Brano proposto:
>>
Le donne intorno a Gesù
Le donne, lo sappiamo, sono molto presenti nell’evento di Gesù e nell’esperienza della prima Chiesa. Anche qui però si deve ripetere quanto detto per la Scrittura in genere: se ben riconoscibili sono i casi in cui la donna compare o viene nominata come madre effettiva o futura, scarse sono le altre determinazioni, anche perché i testi biblici sono molto parchi di tutte quelle informazioni accessorie – di contorno, di coloritura psicologica, di atmosfera – che dal nostro punto di vista sembrano, se non proprio fondamentali, tanto importanti. Come non si dice nulla dell’aspetto fisico delle persone (salvo il caso in cui siano molto malate e l’aspetto fisico lo manifesti, perché in tal caso il dato è importante come punto di partenza), così non si parla dell’età, e sono poche le informazioni biografiche in genere.
Anche sull’età di Gesù gli evangelisti sono estremamente vaghi, perciò non può stupirci il fatto di ignorare l’età della maggior parte delle persone che sono intorno a lui.

Maria sua madre
A cominciare dalla madre. Un’età approssimativa di Maria è stata congetturata tradizionalmente a partire dal fatto noto – non però assolutamente fisso – che le fanciulle ebree potevano venir promesse in sposa dopo i dodici anni e sposate dopo i tredici. Così si ritiene di solito che Maria fosse sui quarantacinque-cinquant’anni durante la vita pubblica di Gesù. A quel tempo, un’età considerevole.
<<
Voci dell'elenco:
>>
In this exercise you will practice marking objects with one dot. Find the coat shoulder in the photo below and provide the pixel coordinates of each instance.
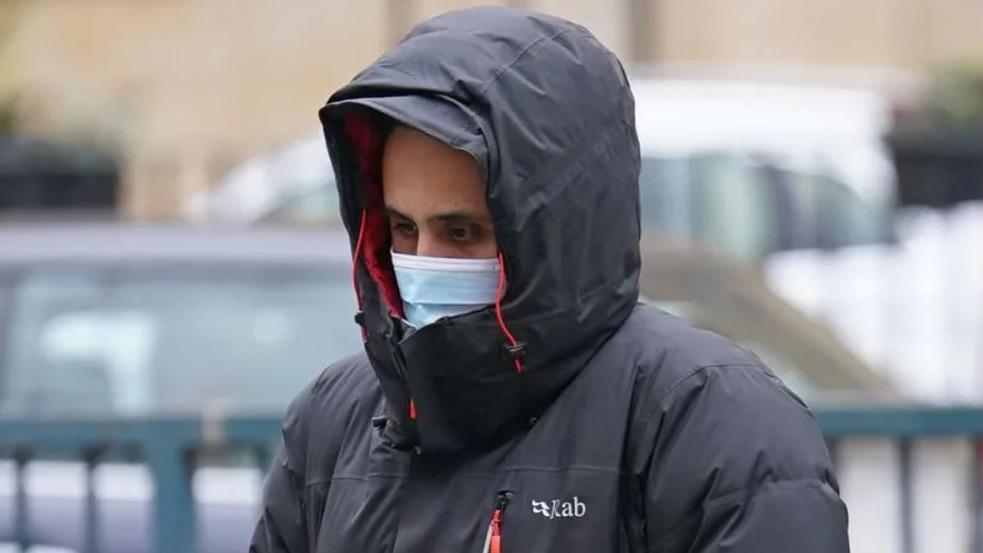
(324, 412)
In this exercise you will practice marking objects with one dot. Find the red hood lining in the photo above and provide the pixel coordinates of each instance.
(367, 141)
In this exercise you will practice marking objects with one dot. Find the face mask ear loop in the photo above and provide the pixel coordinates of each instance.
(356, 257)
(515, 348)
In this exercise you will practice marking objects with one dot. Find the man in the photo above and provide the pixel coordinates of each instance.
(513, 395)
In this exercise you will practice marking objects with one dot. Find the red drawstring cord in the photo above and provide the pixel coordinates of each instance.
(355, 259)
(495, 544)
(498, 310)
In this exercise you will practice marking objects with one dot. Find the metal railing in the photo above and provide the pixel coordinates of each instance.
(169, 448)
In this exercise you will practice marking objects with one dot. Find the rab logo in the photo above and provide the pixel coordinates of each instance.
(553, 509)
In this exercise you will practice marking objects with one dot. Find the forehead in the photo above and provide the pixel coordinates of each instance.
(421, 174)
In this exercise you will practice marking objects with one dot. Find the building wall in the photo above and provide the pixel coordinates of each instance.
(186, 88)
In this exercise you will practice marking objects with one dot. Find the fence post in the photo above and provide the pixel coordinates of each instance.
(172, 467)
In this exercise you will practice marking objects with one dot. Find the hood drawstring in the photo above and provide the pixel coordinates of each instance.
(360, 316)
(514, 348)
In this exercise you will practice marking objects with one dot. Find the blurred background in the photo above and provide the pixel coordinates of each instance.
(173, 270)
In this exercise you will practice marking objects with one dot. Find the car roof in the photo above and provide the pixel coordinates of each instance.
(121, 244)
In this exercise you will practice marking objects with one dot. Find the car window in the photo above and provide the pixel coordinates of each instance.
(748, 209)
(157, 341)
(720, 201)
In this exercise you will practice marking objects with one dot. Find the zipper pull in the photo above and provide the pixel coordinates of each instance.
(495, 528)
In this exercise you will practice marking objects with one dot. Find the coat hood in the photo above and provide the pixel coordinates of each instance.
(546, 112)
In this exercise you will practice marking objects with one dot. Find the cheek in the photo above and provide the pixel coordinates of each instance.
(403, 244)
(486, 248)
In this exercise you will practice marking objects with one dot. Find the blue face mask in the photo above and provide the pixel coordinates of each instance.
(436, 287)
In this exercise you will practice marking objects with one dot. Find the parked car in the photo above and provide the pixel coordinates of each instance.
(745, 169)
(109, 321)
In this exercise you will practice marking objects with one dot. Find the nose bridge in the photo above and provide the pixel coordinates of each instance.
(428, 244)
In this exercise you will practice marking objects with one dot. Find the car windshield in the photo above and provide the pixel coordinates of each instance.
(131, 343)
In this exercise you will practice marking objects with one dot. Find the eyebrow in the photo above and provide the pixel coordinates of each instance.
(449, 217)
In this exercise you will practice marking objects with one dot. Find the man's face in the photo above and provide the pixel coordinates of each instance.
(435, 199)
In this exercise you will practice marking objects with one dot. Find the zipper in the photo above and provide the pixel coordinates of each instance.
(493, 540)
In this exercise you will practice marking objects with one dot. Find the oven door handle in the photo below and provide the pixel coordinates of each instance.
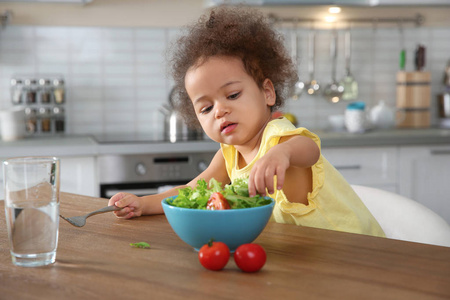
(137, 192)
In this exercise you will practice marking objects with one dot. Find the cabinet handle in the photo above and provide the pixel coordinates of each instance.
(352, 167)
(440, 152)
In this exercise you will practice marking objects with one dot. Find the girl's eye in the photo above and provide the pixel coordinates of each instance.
<<
Obiettivo dell'esercizio: Continua il brano sulle donne intorno a Gesù, riprendendo subito dopo l'ultima frase, quella sull'età di Maria.

Soluzione dell'esercizio:
Maria è molto presente nei vangeli dell’infanzia – solo in quello di Luca, veramente; il racconto di Matteo è condotto nella prospettiva di Giuseppe -, molto meno durante la vita pubblica di Gesù. Ha un rilievo forte nell’opera di salvezza solo in due luoghi giovannei: il racconto delle nozze di Cana (Gv 2,1-11) e il racconto della morte di Gesù in croce (Gv 19,25-27). Sappiamo che tre evangelisti su quattro non la ricordano presente alla morte di Gesù. Nessuno la ricorda fra le testimoni della Resurrezione. Comunque la sua non è importanza ‘materna’ nel senso tradizionalmente inteso. Anzi, Gesù nel corso di tutta la sua vita pubblica parla poco a sua madre e pochissimo di sua madre; in diverse occasioni le sue parole e il suo atteggiamento sembrano rivolti a relativizzare l’importanza dei legami familiari, quale era intesa nel suo tempo e nel suo ambiente, sottolineando che nella logica del Regno l’unico legame forte e vincolante è piuttosto quello che si stabilisce sulla base della scelta discepolare.
L’episodio giovanneo delle nozze di Cana è il più importante per riflettere sulla fisionomia ‘matura’ di Maria, non certo in senso biografico (il vangelo non autorizza né supporta simili speculazioni), ma storico-salvifico. E’ un episodio noto ed enigmatico, in cui proprio la fisionomia ovvia di Maria, cioè quella materna, sembra in qualche modo respinta da Gesù, o meglio ‘ridisegnata’ in funzione di un’altra fisionomia. E’ valorizzato il ruolo di Maria in quanto discepola: le sue parole ai servi: “fate quello che vi dirà”, che sembrano modeste e circoscritte, vibrano di una totalità misteriosa e alludono all’atteggiamento discepolare nel suo insieme.
Sul piano umano, storico – comunque difficilmente raggiungibile a partire dai racconti evangelici, soprattutto quando la trasposizione teologico-spirituale sia tanto forte – l’agire di Maria è abbastanza atipico. Una comune donna ebrea di quel tempo, dinanzi a una risposta recisa anzi brusca quale “che ho da fare con te, o donna?” data dal proprio figlio maschio adulto (che si deve supporre capo della famiglia, se il padre è morto), non avrebbe osato replicare. Invece Maria agisce con tranquilla autorità proprio come se Gesù avesse acconsentito; anche questo testimonia da parte sua una singolare penetrazione profetica.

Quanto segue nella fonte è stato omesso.